Recorded data:
===============
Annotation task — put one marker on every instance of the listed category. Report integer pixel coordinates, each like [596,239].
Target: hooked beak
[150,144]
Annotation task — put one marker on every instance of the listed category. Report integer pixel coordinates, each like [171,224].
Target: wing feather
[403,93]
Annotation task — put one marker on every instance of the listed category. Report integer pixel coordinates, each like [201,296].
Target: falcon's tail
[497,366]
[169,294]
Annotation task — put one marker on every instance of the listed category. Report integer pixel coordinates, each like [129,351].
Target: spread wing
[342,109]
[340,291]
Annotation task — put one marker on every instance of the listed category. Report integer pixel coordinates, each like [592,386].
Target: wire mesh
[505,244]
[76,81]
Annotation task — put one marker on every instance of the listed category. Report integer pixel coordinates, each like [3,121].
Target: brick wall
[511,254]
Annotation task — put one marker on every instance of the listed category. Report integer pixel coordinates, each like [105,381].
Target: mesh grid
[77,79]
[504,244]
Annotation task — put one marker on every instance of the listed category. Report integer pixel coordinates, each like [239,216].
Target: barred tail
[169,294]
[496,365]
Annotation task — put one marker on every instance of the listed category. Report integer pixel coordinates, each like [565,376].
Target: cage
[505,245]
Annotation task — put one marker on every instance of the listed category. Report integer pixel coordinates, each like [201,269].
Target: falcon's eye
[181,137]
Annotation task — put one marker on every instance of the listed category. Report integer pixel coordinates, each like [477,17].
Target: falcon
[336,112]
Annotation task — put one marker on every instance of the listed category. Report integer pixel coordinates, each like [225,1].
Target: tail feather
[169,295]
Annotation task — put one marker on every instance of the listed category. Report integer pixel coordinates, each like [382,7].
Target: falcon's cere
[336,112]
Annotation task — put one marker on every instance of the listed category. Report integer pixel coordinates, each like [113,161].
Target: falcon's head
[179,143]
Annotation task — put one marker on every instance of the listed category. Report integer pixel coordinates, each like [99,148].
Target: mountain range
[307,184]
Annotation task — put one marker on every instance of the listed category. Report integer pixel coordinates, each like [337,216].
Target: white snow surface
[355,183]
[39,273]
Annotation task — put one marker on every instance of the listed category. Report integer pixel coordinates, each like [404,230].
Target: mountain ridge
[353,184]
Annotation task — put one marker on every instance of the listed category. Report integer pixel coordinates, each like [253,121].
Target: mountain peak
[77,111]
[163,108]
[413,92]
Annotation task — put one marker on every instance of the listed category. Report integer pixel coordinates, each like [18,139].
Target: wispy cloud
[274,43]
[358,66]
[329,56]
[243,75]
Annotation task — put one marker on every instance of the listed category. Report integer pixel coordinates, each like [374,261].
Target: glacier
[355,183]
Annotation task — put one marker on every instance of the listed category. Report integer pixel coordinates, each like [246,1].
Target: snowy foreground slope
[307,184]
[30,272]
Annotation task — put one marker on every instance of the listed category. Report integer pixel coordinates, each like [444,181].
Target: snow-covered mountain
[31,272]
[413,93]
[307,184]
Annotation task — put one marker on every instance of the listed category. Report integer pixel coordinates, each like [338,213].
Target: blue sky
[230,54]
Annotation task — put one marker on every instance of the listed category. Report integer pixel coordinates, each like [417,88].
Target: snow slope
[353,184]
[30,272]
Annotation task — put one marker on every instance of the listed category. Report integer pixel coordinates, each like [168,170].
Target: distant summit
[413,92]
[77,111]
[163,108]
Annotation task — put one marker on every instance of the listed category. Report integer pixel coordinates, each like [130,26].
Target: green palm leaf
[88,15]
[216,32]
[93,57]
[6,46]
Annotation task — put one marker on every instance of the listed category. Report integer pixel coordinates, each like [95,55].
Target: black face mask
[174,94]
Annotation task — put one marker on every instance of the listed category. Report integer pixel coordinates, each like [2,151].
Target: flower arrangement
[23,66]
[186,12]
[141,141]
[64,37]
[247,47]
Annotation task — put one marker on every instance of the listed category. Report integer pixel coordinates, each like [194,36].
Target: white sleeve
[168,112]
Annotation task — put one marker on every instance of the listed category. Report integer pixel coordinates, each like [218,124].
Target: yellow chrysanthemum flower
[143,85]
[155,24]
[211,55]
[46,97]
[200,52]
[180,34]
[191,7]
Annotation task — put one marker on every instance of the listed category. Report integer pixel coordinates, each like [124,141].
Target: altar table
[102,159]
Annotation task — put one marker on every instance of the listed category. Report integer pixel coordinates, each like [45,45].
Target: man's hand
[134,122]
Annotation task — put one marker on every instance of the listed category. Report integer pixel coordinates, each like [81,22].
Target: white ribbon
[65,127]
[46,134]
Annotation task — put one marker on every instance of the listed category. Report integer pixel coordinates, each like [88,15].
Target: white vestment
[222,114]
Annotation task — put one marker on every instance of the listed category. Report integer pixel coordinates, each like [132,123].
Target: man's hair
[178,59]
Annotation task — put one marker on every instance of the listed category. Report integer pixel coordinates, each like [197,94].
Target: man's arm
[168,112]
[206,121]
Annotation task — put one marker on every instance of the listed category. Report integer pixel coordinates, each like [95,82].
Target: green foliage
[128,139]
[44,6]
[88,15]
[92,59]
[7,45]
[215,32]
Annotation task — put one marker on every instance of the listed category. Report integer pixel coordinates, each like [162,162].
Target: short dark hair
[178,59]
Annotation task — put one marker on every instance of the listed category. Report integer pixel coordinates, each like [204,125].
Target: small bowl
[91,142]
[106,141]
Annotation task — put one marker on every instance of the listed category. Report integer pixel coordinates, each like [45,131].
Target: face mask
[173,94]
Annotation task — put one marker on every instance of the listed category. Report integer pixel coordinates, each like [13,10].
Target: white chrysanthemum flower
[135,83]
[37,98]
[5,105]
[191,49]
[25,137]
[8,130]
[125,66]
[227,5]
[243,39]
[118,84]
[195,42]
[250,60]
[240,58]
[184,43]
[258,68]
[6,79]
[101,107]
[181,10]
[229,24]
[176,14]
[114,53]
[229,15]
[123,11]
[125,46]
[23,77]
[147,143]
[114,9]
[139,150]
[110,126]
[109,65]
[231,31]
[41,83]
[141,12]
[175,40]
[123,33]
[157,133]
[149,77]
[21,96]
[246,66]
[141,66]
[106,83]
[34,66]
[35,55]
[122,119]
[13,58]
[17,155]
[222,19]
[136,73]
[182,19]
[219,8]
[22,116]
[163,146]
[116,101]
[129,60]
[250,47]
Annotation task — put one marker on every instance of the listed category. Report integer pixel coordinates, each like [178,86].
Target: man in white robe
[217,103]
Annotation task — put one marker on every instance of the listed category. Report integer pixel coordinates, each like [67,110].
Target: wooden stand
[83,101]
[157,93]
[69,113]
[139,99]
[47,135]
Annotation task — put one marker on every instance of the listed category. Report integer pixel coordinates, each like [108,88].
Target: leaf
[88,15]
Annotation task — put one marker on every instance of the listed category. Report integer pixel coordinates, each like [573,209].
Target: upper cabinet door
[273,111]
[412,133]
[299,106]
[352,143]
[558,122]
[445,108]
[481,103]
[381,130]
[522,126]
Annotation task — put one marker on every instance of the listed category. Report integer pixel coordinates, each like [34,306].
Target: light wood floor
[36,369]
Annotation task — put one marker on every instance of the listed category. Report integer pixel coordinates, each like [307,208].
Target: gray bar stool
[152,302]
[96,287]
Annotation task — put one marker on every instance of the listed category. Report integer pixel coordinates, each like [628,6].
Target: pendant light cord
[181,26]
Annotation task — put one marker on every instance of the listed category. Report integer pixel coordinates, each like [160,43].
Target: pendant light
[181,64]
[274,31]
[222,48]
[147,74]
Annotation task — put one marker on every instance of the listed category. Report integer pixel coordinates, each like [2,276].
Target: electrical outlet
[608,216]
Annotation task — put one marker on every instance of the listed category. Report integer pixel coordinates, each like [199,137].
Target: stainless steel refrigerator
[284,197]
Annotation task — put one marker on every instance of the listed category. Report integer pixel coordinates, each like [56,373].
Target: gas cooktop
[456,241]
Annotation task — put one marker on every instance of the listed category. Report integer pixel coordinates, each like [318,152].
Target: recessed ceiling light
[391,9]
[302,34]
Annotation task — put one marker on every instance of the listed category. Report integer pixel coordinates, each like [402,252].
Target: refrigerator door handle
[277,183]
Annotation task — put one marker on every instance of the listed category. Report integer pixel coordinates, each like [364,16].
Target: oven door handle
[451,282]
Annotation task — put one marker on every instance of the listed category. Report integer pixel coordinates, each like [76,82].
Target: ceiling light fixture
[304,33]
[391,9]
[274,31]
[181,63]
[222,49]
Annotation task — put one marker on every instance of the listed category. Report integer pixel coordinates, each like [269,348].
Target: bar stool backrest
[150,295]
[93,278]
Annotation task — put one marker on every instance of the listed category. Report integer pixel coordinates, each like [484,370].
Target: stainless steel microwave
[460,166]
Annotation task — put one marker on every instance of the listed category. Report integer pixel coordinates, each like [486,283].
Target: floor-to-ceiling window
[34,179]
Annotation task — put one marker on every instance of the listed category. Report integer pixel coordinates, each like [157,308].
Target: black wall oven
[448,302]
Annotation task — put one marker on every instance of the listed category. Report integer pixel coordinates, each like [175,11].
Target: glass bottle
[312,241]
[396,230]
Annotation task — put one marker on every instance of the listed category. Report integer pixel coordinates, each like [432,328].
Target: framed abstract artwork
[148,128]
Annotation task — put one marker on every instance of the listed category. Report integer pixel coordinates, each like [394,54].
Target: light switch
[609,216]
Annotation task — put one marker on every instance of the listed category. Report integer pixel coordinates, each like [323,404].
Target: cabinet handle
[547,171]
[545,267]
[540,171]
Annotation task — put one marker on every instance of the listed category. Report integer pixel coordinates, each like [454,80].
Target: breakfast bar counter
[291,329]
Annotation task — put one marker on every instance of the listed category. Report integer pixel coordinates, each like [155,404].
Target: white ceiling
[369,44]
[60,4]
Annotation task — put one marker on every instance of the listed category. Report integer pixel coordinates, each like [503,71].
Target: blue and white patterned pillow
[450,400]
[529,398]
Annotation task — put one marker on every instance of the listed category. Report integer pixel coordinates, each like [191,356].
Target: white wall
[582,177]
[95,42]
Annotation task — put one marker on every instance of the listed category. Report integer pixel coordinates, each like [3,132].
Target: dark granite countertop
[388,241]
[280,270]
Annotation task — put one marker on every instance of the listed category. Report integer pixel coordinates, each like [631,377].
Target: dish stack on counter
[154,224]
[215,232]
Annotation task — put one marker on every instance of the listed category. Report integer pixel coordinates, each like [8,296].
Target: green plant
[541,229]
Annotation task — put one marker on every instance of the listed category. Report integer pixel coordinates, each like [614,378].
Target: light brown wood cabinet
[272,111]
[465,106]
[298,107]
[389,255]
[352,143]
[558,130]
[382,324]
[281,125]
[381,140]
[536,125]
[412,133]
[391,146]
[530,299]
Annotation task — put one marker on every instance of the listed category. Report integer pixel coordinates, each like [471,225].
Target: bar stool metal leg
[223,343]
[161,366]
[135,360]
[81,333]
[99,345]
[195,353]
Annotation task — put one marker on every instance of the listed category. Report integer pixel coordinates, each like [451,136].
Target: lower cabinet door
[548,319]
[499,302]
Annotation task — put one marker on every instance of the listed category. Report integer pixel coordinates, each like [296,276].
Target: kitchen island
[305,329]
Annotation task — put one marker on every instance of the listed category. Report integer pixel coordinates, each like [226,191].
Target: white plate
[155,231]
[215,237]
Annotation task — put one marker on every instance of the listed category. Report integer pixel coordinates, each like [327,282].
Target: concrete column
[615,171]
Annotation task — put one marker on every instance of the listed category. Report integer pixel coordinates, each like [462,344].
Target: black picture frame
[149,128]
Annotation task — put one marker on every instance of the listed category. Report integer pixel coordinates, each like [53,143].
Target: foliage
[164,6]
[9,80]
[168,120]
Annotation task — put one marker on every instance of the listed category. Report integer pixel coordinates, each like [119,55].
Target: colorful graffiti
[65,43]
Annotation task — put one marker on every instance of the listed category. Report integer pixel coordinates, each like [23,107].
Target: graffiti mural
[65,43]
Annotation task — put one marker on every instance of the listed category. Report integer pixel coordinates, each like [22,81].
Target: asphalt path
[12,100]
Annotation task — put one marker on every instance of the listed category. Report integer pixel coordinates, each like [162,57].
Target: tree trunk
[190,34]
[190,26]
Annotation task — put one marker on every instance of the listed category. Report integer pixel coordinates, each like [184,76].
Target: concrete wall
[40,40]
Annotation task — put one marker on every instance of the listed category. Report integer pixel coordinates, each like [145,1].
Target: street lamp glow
===============
What is expected: Nothing outside the span should appear: transcribe the lines from the one containing "each like [22,81]." through the last line of the records.

Problem solution:
Annotation task — put one marker on every instance of the listed category. Report integer pixel coordinates, each like [22,81].
Target: asphalt path
[12,100]
Annotation task — put one marker on every instance of the listed category. Report integer pixel coordinates, each like [162,57].
Target: tree trunk
[190,34]
[190,26]
Annotation task — put one marker on every instance of the listed category. Report integer pixel coordinates, each like [184,76].
Target: concrete wall
[40,40]
Annotation task — put one marker on every instance of the listed category. Report integer pixel coordinates, each like [145,1].
Target: street lamp glow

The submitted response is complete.